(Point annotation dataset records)
________________________
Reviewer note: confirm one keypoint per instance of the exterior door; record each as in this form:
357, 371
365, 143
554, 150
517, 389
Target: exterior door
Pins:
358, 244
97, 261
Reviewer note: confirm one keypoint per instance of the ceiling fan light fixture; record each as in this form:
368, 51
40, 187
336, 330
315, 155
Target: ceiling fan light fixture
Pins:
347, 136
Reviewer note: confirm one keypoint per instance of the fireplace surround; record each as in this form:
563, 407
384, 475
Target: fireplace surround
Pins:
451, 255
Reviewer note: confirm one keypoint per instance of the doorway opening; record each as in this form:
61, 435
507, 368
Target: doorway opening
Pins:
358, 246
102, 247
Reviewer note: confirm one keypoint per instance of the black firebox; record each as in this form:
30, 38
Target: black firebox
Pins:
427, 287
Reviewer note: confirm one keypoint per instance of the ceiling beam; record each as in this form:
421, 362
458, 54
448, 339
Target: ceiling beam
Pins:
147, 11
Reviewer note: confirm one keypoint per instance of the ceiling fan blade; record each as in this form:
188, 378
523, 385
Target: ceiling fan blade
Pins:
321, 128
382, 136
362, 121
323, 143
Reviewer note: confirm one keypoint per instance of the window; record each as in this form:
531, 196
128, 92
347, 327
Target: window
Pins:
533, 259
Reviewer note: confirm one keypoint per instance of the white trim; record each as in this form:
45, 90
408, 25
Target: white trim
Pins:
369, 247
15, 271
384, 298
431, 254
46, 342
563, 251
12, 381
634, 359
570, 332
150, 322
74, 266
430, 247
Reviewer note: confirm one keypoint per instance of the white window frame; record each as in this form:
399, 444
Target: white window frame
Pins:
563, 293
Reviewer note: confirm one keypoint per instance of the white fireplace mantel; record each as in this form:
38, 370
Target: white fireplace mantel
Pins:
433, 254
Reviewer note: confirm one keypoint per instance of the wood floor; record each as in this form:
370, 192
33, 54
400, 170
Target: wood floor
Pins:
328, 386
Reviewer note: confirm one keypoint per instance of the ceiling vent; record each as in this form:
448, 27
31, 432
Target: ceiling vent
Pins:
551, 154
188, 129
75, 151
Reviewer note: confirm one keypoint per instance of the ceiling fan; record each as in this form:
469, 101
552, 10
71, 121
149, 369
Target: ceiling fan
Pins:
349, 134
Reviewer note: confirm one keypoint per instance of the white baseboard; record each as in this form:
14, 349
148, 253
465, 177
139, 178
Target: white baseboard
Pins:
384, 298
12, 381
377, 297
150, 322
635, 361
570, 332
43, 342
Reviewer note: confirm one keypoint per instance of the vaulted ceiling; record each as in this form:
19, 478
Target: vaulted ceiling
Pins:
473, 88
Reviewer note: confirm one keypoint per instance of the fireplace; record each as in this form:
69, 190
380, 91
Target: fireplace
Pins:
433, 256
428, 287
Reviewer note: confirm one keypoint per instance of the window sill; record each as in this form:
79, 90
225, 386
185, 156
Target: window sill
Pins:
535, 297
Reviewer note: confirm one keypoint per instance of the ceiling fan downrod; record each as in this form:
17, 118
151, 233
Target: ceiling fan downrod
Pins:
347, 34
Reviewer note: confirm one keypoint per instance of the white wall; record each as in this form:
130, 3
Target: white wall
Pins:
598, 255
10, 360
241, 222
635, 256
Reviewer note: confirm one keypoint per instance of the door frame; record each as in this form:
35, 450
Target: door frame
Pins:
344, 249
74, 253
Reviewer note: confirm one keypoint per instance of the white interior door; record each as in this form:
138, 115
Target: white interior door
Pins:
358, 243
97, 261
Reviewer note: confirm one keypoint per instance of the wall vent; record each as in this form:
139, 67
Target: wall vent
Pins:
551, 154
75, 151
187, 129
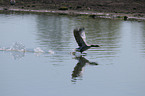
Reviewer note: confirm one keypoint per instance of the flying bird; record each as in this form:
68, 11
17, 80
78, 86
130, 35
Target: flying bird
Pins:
79, 35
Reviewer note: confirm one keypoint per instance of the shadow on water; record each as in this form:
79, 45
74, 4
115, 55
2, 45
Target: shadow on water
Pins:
78, 69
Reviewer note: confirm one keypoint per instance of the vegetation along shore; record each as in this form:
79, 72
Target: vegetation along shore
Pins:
112, 9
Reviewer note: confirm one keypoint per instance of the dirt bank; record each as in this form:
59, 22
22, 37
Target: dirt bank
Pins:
120, 9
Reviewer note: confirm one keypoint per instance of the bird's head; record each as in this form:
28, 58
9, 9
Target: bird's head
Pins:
95, 46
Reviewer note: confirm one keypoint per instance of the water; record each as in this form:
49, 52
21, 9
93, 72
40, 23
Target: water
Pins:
36, 57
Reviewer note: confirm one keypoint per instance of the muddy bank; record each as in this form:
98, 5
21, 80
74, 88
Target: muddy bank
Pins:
89, 14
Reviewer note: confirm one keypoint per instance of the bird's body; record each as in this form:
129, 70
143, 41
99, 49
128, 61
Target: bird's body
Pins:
79, 35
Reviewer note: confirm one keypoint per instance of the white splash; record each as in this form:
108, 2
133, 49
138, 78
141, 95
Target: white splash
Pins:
38, 50
51, 52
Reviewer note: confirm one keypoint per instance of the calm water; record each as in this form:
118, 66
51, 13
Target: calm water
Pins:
117, 68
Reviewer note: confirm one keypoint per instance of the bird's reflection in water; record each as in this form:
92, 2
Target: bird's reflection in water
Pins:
78, 69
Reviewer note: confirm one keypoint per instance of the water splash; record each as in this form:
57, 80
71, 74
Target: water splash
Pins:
18, 47
38, 50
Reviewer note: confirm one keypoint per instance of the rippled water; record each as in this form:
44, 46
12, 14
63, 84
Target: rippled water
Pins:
47, 67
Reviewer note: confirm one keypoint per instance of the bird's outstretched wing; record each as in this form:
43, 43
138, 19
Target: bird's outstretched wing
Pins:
79, 35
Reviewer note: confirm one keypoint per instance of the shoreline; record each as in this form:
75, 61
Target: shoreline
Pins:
91, 14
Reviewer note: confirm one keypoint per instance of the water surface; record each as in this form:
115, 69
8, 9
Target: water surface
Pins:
116, 68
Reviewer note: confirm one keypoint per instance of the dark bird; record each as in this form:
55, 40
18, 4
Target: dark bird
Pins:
79, 35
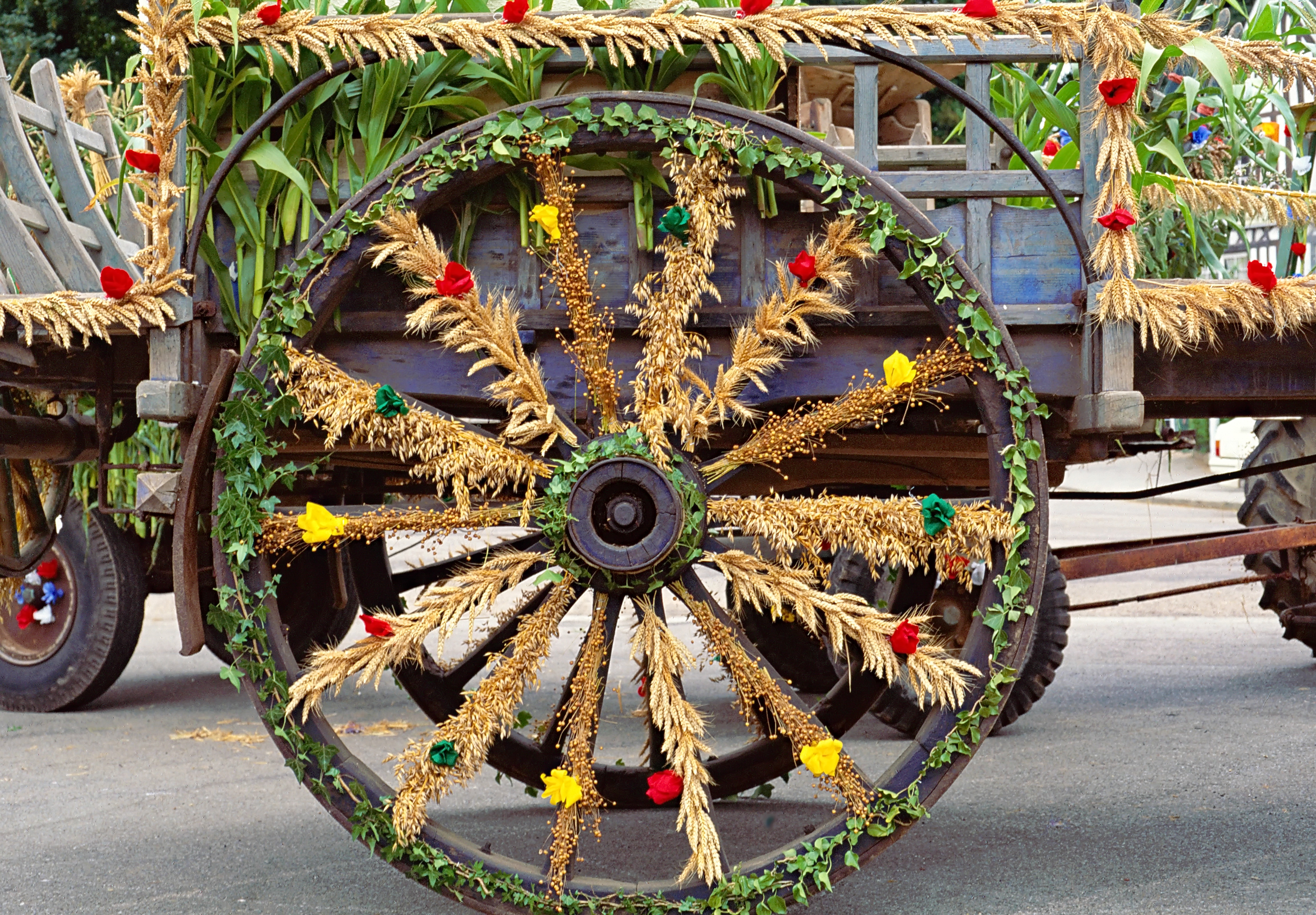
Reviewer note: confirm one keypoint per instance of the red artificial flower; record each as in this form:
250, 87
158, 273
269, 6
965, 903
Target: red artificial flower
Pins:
1118, 220
1261, 275
377, 628
665, 787
980, 8
803, 266
905, 641
456, 281
115, 282
515, 11
144, 161
1118, 91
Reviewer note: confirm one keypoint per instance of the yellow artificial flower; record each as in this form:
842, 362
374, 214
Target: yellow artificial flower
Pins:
898, 369
548, 217
318, 525
822, 758
561, 788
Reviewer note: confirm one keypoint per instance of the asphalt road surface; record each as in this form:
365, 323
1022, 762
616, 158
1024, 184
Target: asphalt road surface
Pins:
1169, 770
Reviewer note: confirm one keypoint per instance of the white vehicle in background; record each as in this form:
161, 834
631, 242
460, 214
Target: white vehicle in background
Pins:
1231, 443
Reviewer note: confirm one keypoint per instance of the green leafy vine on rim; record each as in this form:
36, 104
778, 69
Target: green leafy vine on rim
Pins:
247, 455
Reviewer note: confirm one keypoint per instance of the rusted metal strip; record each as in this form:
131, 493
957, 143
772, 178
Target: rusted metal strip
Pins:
1174, 592
187, 590
1155, 553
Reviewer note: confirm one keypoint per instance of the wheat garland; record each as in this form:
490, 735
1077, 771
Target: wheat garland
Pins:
805, 429
581, 721
444, 450
569, 267
666, 303
756, 688
465, 324
440, 609
883, 532
781, 322
486, 714
684, 730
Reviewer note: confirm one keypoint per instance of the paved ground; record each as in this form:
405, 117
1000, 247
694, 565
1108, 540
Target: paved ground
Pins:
1169, 770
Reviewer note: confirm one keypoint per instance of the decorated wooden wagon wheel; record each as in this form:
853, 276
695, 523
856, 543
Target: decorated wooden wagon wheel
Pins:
619, 508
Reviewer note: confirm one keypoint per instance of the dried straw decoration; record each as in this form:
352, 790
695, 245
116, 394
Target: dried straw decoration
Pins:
486, 714
445, 450
935, 674
1201, 197
591, 325
468, 325
682, 738
581, 717
806, 428
781, 322
756, 689
883, 532
666, 303
440, 609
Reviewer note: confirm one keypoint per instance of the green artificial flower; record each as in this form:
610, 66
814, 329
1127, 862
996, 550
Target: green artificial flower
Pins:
390, 404
676, 221
936, 515
443, 754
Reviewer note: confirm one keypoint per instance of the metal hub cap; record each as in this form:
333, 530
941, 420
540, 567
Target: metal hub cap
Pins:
626, 516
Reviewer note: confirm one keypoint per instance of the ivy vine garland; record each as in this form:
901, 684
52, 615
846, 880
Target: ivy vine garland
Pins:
248, 457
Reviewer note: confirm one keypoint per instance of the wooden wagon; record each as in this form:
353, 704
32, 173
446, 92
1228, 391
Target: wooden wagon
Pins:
856, 384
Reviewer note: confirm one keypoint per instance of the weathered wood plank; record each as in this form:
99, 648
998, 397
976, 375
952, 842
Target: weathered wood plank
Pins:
74, 186
65, 253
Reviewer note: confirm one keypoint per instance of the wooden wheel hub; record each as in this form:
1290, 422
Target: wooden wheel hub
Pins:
626, 516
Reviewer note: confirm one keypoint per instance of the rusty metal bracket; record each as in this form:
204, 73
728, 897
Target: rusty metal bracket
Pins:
1155, 553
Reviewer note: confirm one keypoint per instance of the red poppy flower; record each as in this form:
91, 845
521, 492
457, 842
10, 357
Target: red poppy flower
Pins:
144, 161
115, 282
1261, 275
456, 281
980, 8
905, 641
665, 787
956, 566
376, 626
1118, 220
752, 7
1118, 91
803, 266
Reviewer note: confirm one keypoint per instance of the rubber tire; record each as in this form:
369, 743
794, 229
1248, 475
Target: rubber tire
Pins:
1280, 499
111, 579
897, 708
306, 607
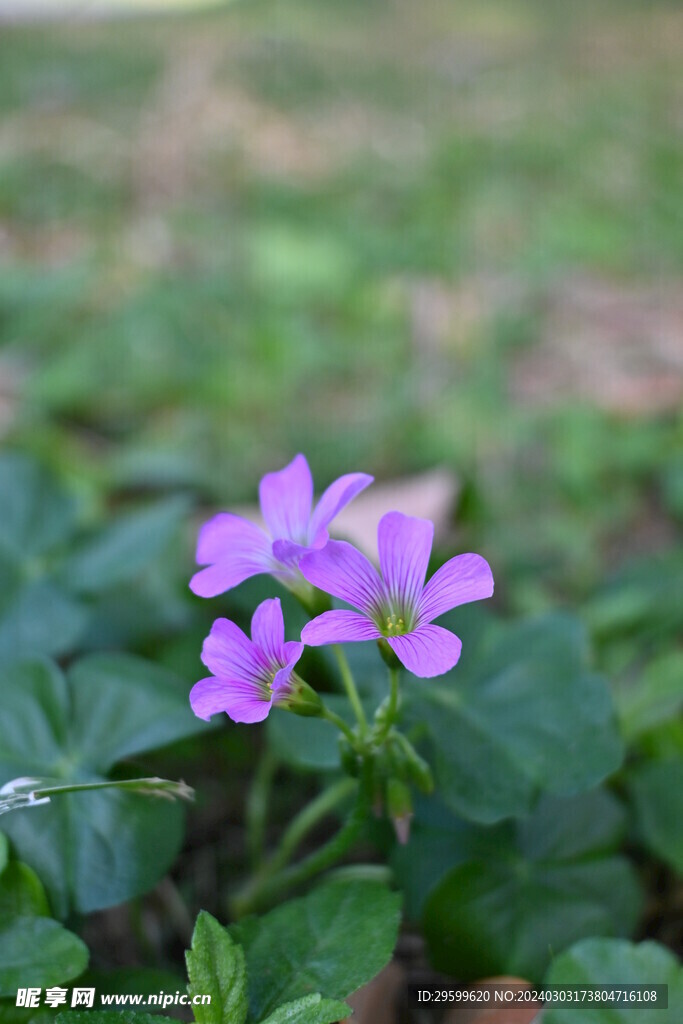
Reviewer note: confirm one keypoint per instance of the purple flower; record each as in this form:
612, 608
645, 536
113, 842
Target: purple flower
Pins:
395, 605
235, 549
249, 676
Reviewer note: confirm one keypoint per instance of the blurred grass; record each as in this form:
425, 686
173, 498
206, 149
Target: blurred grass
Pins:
348, 229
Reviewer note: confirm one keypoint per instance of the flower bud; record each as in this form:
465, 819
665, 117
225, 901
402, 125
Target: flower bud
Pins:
303, 699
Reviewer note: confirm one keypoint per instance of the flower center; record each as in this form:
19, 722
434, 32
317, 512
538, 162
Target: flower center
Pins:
393, 625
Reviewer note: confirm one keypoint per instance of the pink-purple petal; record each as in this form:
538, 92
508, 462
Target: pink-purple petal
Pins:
340, 569
404, 545
337, 497
237, 550
286, 501
282, 682
228, 653
463, 579
243, 701
427, 651
339, 627
225, 534
267, 629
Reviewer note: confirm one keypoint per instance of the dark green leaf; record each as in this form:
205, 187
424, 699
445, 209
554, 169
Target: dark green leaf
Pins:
309, 1010
216, 968
92, 849
656, 790
39, 619
332, 941
38, 951
605, 962
112, 1017
122, 705
520, 893
525, 718
305, 742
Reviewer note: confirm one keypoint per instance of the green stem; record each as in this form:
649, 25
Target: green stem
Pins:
349, 686
393, 695
257, 806
263, 891
307, 818
337, 720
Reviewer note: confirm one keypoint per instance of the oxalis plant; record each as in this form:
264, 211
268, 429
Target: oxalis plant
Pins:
393, 608
479, 779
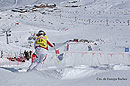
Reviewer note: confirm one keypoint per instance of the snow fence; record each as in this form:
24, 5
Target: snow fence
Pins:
95, 58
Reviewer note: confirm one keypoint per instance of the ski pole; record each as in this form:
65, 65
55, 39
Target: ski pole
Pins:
56, 55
________________________
# The exercise
The lines from the one holding "the dark green" through the end of the material above are to be echoed exactly, both ends included. Do not include pictures.

# Final result
Reviewer note: confirm one keypoint per instance of the dark green leaf; record each as in this form:
205, 187
424, 699
445, 209
554, 169
Target: dark green leaf
Pins:
309, 1010
216, 968
92, 849
656, 790
39, 619
332, 941
38, 951
605, 962
112, 1017
122, 705
520, 893
525, 718
305, 742
Reviewer note: confirm one keypoint per instance of the green stem; record each as in this form:
649, 25
Target: green stem
Pins:
349, 686
393, 695
257, 806
263, 891
307, 818
337, 720
Reviewer note: confirm one keypoint per instance of the oxalis plant; record each as in this form:
264, 211
268, 429
Target: oxalis plant
Pins:
393, 608
479, 779
Reviewer note: confirm one keypoint per instance of the snow fence; record each as in this form:
24, 5
Target: snow fence
Pins:
95, 58
Reviewer note: confirm one keypoint per instance of the ski pole; record each as in this form:
65, 65
55, 39
Target: ski pole
Pins:
56, 55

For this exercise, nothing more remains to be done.